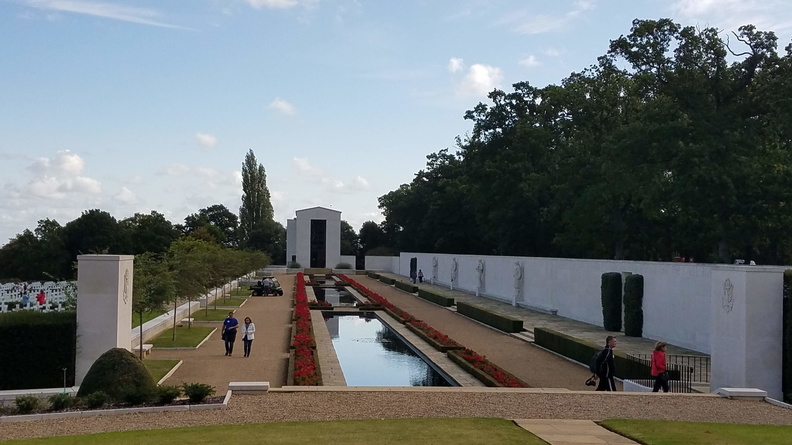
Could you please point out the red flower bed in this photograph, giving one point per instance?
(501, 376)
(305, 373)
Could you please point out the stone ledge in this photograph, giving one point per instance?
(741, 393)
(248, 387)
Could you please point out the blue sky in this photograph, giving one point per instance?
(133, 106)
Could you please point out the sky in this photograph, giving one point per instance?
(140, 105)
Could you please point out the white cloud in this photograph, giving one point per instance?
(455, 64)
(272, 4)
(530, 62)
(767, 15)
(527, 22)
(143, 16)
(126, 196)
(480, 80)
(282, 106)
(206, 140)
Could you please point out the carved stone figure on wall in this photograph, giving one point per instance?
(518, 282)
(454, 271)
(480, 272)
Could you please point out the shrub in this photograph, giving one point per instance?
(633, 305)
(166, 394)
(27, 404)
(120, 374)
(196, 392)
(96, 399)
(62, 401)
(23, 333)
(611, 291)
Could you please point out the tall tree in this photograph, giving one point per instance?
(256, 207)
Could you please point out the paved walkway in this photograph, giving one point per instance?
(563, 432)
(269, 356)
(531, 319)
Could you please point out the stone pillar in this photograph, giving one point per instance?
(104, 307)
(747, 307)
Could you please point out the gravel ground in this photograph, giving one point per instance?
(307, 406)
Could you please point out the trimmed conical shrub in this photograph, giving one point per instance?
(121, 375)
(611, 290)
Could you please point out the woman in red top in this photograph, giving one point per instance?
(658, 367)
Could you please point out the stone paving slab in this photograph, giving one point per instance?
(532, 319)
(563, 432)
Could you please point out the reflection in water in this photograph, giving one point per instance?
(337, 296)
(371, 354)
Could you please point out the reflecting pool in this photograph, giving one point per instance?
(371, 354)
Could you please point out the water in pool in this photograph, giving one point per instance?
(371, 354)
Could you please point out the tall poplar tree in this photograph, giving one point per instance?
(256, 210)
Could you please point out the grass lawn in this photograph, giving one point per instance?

::::::

Short exercise:
Turn the lines above into a numbered list, skipping any blank lines and leaving the picture out.

Written response:
1. Could you please point out the red flower bed in this photograph, giving one point per instance?
2. (501, 376)
3. (305, 373)
4. Could you please point out the stone ledge in this photograph, giving one point per instance?
5. (741, 393)
6. (248, 387)
7. Could you please point out the blue sky in this photograph, giving one point per instance?
8. (133, 106)
9. Could you please point out the sky in this photograph, giving one point per instance?
10. (140, 105)
11. Could you please point out the white cloud in this photograph, giving one point per instance?
12. (455, 64)
13. (272, 4)
14. (530, 62)
15. (767, 15)
16. (527, 22)
17. (143, 16)
18. (126, 196)
19. (480, 80)
20. (282, 106)
21. (206, 140)
22. Could you please point out the carved stone figure on wall in this photograph, giving one point per instance?
23. (518, 282)
24. (454, 271)
25. (480, 272)
26. Could you please point out the shrub in this photograph, giving one point per instance?
27. (633, 305)
28. (166, 394)
29. (27, 404)
30. (120, 374)
31. (196, 392)
32. (96, 399)
33. (62, 401)
34. (23, 333)
35. (611, 291)
36. Could you please point out the tall tree in this photograph, giving one point per instance?
37. (256, 207)
38. Could you please point out the paved walkway in this photograph, giving one point per instance?
39. (563, 432)
40. (269, 356)
41. (531, 319)
42. Could you please point out the stone pillar in this photograph, giving one point per instance?
43. (104, 307)
44. (747, 307)
45. Could you please point out the gravel ground in this photograph, giving one point per instance?
46. (307, 406)
47. Could you please point out the trimmed conical shrub in this photograph, giving one point per instance?
48. (121, 375)
49. (611, 290)
50. Could you please point out the woman in red top in this photograph, giving one point per instance?
51. (658, 367)
52. Could you please point out the stone paving slab in this photograph, giving one point per instance?
53. (532, 319)
54. (563, 432)
55. Could you please point out the reflection in water in this photograph, giving one point per instance?
56. (337, 296)
57. (371, 354)
58. Could you please point out the reflecting pool in this photograph, giving one point per instance?
59. (371, 354)
60. Could you please point out the water in pool in this photograph, giving one point per instance?
61. (371, 354)
62. Could you please point out the tall poplar tree in this photograph, giving one point per instance?
63. (256, 210)
64. Could you please point out the grass lawn in this photograph, giving one point per instance?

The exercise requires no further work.